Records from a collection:
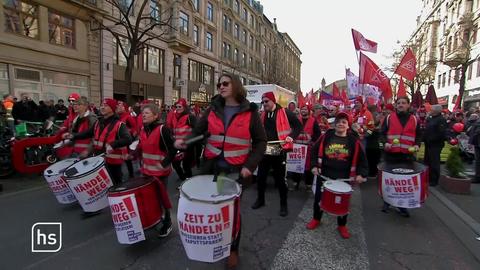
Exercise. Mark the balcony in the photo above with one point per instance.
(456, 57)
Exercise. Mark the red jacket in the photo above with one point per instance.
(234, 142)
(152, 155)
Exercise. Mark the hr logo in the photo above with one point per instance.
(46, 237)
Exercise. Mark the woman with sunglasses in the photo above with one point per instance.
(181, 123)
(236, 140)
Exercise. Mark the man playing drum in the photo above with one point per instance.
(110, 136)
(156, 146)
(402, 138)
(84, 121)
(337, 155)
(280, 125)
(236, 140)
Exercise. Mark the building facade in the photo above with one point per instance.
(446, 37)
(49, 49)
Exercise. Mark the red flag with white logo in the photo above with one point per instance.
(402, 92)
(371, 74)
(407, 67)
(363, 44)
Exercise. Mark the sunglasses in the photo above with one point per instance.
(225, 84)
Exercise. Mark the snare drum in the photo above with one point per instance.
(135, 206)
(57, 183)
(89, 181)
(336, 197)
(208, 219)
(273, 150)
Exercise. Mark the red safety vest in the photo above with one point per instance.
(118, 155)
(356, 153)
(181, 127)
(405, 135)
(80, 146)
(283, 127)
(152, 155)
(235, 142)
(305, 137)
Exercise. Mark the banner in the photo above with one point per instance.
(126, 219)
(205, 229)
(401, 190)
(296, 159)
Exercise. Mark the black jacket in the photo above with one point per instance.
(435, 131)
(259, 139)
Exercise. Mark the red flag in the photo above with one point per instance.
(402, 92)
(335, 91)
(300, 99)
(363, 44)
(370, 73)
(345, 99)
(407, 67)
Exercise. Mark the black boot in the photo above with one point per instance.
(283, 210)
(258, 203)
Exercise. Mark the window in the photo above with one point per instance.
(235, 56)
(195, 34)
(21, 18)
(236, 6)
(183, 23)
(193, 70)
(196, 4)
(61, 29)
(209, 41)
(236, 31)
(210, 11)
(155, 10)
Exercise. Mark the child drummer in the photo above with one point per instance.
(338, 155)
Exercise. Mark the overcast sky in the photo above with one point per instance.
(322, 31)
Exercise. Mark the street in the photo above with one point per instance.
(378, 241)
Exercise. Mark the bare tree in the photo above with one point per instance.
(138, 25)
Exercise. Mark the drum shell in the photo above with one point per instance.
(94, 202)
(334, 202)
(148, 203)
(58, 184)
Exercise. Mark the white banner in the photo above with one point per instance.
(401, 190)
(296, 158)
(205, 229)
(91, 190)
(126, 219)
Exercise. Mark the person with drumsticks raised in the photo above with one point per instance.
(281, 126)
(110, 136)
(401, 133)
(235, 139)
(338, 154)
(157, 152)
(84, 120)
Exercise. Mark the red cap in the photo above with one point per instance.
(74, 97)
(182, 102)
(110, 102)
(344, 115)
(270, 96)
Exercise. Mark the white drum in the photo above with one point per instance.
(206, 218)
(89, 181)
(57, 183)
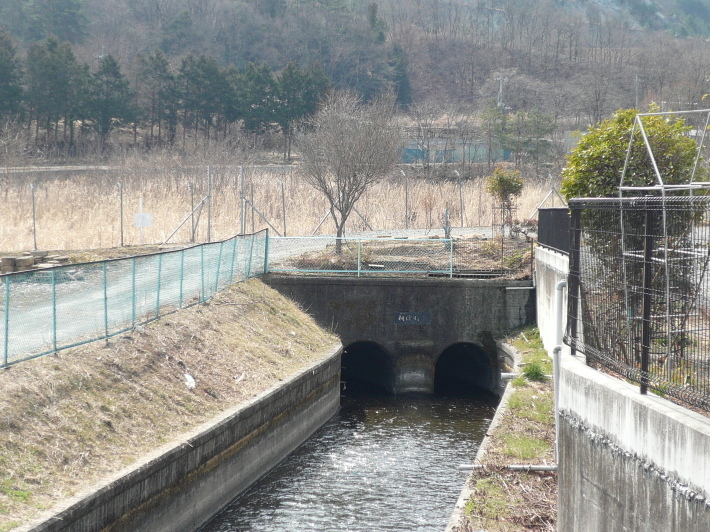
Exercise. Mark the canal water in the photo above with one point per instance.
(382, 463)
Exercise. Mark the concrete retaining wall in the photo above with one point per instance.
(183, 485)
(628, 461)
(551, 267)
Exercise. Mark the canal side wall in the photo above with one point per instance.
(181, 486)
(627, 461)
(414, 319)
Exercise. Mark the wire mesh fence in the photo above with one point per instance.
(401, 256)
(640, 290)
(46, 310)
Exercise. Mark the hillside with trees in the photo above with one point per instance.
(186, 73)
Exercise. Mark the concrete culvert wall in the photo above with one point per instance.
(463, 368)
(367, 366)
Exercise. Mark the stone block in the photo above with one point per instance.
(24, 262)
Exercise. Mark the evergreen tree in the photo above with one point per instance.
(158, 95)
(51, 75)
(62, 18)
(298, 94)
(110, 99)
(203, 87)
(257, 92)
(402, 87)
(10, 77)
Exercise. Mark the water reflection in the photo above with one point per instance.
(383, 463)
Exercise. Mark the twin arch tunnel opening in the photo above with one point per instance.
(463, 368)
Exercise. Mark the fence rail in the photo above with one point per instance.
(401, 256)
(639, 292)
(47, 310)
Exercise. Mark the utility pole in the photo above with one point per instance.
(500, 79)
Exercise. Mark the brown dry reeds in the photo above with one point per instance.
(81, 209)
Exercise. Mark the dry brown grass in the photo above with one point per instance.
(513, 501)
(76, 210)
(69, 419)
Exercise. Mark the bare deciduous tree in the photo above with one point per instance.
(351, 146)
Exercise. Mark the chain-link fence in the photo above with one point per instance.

* _About this exercise_: Apart from the pictures, write every entry out again exactly.

* _Answer for the task_:
Exercise. Mark the balcony in the photo above with one point per instance.
(456, 57)
Exercise. Mark the red jacket in the photo above with one point per instance.
(234, 142)
(152, 155)
Exercise. Mark the hr logo in the photo above with one point per instance.
(46, 237)
Exercise. Mark the woman with sunglasses in the photo above with one point per instance.
(181, 123)
(236, 140)
Exercise. Mark the man playing drum in the photo above with one point per instance.
(110, 136)
(156, 146)
(402, 138)
(84, 121)
(337, 155)
(280, 125)
(236, 140)
Exercise. Mark the building facade in the photo above with one point per instance.
(446, 37)
(49, 49)
Exercise. Mark the red flag with white logo in the photo above with one point per instance.
(402, 92)
(371, 74)
(407, 67)
(363, 44)
Exercise. Mark the sunglasses in the photo above with one point per instance.
(225, 84)
Exercise. Mark the snare drum in the photo above with one point per instance.
(135, 206)
(57, 183)
(89, 181)
(336, 197)
(208, 219)
(273, 150)
Exercise. Mark the red safety vest in the photo above with one point per instance.
(118, 155)
(356, 153)
(181, 127)
(405, 135)
(80, 146)
(283, 127)
(152, 155)
(235, 142)
(305, 137)
Exercise. Mark the banner in the photo above with one point per instance.
(126, 219)
(205, 229)
(401, 190)
(296, 159)
Exercise. Mark the black jacket in the photo above with one point per instance.
(435, 131)
(259, 139)
Exercise. Mark the red flag in the photo above with one point per instance.
(402, 92)
(335, 91)
(300, 99)
(363, 44)
(370, 73)
(345, 99)
(407, 67)
Exercise. Mark the black boot in the photo above with one point per instance.
(283, 210)
(258, 203)
Exercise. Mark the window in the photo above with one point per instance.
(235, 56)
(195, 34)
(21, 18)
(236, 6)
(183, 23)
(193, 70)
(196, 4)
(61, 29)
(209, 41)
(236, 31)
(210, 11)
(155, 10)
Exercise. Mark the child drummer in the photo above with one point per instance.
(338, 155)
Exercise. Mark the overcast sky in the photo above with one point per instance.
(322, 31)
Exercise. Mark the street in the photo above with one point per instance.
(378, 241)
Exercise. Mark the bare tree in the photo above with one point per instance.
(138, 25)
Exercise. Mark the drum shell in the photo above with one point per instance.
(94, 202)
(334, 202)
(148, 203)
(58, 184)
Exercise. Mark the white banner in the photo above with one point per instance.
(401, 190)
(296, 158)
(205, 229)
(91, 190)
(126, 219)
Exercise. Mark the person with drumsticks raised in the photo above with one point per instance.
(281, 126)
(110, 136)
(401, 133)
(235, 139)
(338, 154)
(157, 152)
(84, 120)
Exercise. Mark the red cap in the photo above with one point per instance.
(74, 97)
(182, 102)
(110, 102)
(344, 115)
(270, 96)
Exercise. Mark the white drum in the photo above with one point per instance.
(206, 218)
(89, 181)
(57, 183)
Exercise. Mark the canal water in the photo above with one point per instance.
(382, 463)
Exercise. Mark the concrete retaining wall in the photo above with one point per instance.
(183, 485)
(628, 461)
(551, 267)
Exercise. Mark the canal side wall in the photo above with one point per instance.
(181, 486)
(627, 461)
(414, 319)
Exercise. Mark the wire mesh fence in the photo above with one point per instance.
(401, 256)
(640, 290)
(46, 310)
Exercise. Mark the hillside with trees in the photo above with one point per instance.
(186, 73)
Exercise. Mark the concrete culvert wall in the photo above with one point per instance.
(463, 368)
(367, 366)
Exercise. Mark the stone block in the photo above with one point per instance.
(24, 262)
Exercise. Mark the evergreen tree in the photo above with one point per instance.
(158, 95)
(51, 75)
(62, 18)
(298, 94)
(110, 99)
(203, 87)
(257, 92)
(402, 87)
(10, 77)
Exercise. Mark the water reflection in the photo above with one point per instance.
(383, 463)
Exercise. Mark the twin arch tunnel opening in the photo above with one point per instance.
(463, 368)
Exercise. Mark the fence rail in the photo above with one point per instance.
(401, 256)
(639, 292)
(47, 310)
Exercise. Mark the utility pole in the photo above with one point per instance.
(500, 79)
Exercise. Mark the brown dry reeds in the photo above with one point per instance.
(81, 209)
Exercise. Mark the dry brown grass in the photo above with one point per instance.
(513, 501)
(76, 210)
(69, 419)
Exercise. Mark the bare deciduous tree in the photo above with one point per instance.
(351, 146)
Exercise. Mark the chain-link fence in the photo above with one point per instance.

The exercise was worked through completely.